Rope, practiced this way, becomes a form of yoga. A discipline of breath, presence, and surrender, where the mind stills and the soul comes up to the surface. So move slowly. Tie mindfully. Breathe with the rope. Controlled, consistent movement creates flow, and flow is entrancing, for you and for the person held in it. Fast rope, flying rope, breaks the container you spent so much care building.

Intent shapes the flow, while skill carves the path.

The Philosophy Behind the Rope, by CraigJustCraig

And use your hands to guide, never to fight. After you pull your length, paint the rope into place. No dragging, no whipping, no jerking, no yanking. Paint it in and your lines lie clean the first time, which means you spend less time fixing rope and more time connecting through it.

Painting is the whole posture in one image. You are not forcing a line across a body. You are laying it down with the care you'd give to laying down a brushstroke you can't take back.

Binding and loosing

Knot Magick

Binding and loosing is one of the oldest names for magic. Older than words, older than fire. A knot is a symbol of energy, fragile and mighty at once, and people have tied it for power, for love, for protection in every tradition that ever made cord. There are three ways a knot works its will.

* [EXTRACTED RECORDS]:
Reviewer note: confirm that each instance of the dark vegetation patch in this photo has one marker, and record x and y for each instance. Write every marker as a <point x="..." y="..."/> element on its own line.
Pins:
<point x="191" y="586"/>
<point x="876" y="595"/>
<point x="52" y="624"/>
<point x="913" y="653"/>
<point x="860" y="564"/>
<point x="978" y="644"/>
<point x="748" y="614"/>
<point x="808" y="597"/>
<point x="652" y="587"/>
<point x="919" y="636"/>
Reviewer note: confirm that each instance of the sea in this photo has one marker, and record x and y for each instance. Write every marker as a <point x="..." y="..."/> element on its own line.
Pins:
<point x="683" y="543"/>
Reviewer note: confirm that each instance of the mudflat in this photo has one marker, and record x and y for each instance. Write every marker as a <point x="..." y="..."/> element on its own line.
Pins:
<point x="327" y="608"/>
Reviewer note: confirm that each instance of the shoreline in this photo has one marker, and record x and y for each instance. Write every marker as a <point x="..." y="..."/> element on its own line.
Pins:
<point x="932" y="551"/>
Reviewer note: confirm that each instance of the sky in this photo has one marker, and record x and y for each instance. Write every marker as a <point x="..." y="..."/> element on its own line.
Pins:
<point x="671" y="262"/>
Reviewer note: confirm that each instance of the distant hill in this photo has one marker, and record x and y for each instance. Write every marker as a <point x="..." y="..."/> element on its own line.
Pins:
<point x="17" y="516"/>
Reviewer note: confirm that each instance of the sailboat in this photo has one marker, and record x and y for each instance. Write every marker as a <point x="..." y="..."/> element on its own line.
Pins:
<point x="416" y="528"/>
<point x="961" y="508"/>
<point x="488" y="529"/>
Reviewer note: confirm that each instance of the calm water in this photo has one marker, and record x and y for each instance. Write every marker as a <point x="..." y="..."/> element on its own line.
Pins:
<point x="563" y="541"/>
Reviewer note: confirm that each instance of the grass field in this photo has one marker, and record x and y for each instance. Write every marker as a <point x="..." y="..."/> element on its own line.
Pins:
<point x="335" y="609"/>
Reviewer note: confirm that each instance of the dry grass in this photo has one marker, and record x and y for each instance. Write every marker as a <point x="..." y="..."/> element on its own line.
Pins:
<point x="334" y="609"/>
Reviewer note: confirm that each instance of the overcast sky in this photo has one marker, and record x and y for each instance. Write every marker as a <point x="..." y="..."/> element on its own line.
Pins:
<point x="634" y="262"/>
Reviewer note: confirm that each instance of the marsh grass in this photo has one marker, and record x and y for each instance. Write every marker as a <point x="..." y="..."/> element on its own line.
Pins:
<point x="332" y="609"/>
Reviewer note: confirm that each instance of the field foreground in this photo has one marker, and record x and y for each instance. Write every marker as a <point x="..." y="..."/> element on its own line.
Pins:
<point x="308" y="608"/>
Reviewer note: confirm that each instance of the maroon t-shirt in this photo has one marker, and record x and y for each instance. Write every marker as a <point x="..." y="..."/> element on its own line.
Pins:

* [THINGS TO DO]:
A) The passage on rope practice tells the reader what not to do after the words "paint the rope into place." List each motion it rules out there.
B) Carry on the passage on rope practice from its final sentence.

* [OUTPUTS FOR THE TASKS]:
A)
- Dragging
- Whipping
- Jerking
- Yanking

B)
  • Wish A knot tied to make something happen.
  • Cage A knot that captures an energy and holds it.
  • Timekeeper A knot that stores power until the moment you release it.

A cord captures energy for the long results, protection, prosperity, love. A single knot pushes something specific and immediate. You might make a cord for general prosperity, then tie one knot in it to pull money toward a sudden bill. The cord is the standing field. The knot is the spell you cast inside it.

Rope carries this everywhere. The first cord that ever bound us is the umbilical, our tether to life itself, and rope magic shows up in nearly every faith that came after.

  • Red Kabbalah string. Wound around Rachel's tomb, worn for protection.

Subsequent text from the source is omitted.